Answer these questions from the article about China's cloned police dog:
(a) What breed is Kunxun?
(b) How old was Huahuangma when she was cloned?
(c) What is the lowest price Sinogene charges to clone a pet?
== Text segment
China Claims to Have Cloned a Police Dog to Save Time

Police in China allegedly cloned a champion sniffer dog to reduce the time and money spent on training new canines.
China Claims to Have Cloned a Police Dog That Was Good At Its Job
Kunming dog. Image: Wikimedia Commons

Police in China’s southwestern Yunnan province claimed to have cloned a sniffer dog to pare down the time it would take to train the new canines, state-run news agency Xinhua reported on Monday.

A female Kunming wolfdog (a breed similar to the German shepherd) named Kunxun was allegedly born in December of last year—the country’s first cloned police dog.

According to Xinhua, she was replicated from a seven-year-old female named Huahuangma by scientists at Sinogene, the first biotech company in China to offer pet cloning services.


Kunming Police Dog Base of the Ministry of Public Security wanted to preserve Huahuangma’s pedigree, as she “played important roles in helping detectives with dozens of murder investigations” and “has scored a couple of A's,” officer Wan Jiusheng told Xinhua.

The prized dog was cloned from somatic cells sampled from her skin, which were used to create an embryo that was implanted into a female beagle, Engadget reported.

“As a cloned dog, Kunxun does not have brothers or sisters. She is rather independent,” Wan said.

The facility claimed that cloning Huahuangma would save time and money spent on training efforts, but genetics can only go so far. Cloning doesn’t guarantee that a dog’s behavior will mirror that of its genetic donor, as some portion is biologically inherited, while another is more dependent on environmental factors, Scientific American reported last year.

The new puppy will undergo training just like any police dog, Xinhua stated. “We are not sure about her future. I hope she can fully develop her abilities in training,” Zhang Song, a police dog training specialist, told the news outlet.

China has no laws that specifically pertain to animal cloning, Reuters reported last year. While the service is still extremely cost prohibitive (Sinogene charges at least US$55,065 per pet), cloning has met ethical barriers, too.

As noted by Smithsonian Magazine, some scientists are investigating whether cloned specimens have higher risks of disease compared to their originals. When the first commercially cloned pet in the US was born in 2004, a kitten named Little Nicky, animal welfare groups criticized the decision as an affront to the millions of adoptable pets that enter shelters each year.

Chinese police officials stressed that Kunxun is only a prototype, so to speak.

“This is only a trial; a lot more scientific research is needed,” Zhang said.
====
== Record set
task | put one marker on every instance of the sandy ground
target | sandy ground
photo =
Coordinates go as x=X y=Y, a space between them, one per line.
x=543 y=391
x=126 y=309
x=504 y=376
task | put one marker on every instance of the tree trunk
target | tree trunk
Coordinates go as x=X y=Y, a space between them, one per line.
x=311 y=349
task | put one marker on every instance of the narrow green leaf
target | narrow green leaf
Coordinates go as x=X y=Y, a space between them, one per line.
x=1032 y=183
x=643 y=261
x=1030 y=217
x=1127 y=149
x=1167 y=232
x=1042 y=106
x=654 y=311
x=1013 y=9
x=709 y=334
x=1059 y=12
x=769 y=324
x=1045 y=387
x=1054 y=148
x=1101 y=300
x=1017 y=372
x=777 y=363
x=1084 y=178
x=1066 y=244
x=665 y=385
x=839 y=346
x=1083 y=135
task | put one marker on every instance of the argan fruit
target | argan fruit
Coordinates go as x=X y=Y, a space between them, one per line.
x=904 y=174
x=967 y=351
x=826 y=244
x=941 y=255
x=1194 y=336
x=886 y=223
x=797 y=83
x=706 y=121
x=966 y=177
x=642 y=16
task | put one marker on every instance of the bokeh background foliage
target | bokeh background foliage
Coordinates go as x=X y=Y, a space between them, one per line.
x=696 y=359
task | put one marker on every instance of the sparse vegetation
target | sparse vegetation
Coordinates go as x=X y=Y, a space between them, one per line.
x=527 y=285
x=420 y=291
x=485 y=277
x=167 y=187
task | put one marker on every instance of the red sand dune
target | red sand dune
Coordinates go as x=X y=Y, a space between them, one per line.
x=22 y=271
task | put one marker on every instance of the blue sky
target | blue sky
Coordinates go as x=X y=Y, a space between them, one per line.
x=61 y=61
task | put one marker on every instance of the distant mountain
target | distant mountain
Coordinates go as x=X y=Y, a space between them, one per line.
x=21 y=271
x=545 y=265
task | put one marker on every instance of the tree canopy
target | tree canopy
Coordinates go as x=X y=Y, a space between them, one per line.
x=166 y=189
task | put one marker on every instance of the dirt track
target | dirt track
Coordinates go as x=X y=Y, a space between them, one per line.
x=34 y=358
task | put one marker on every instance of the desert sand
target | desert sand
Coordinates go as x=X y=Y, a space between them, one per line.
====
Task solution ->
(a) A Kunming wolfdog
(b) Seven years old
(c) US$55,065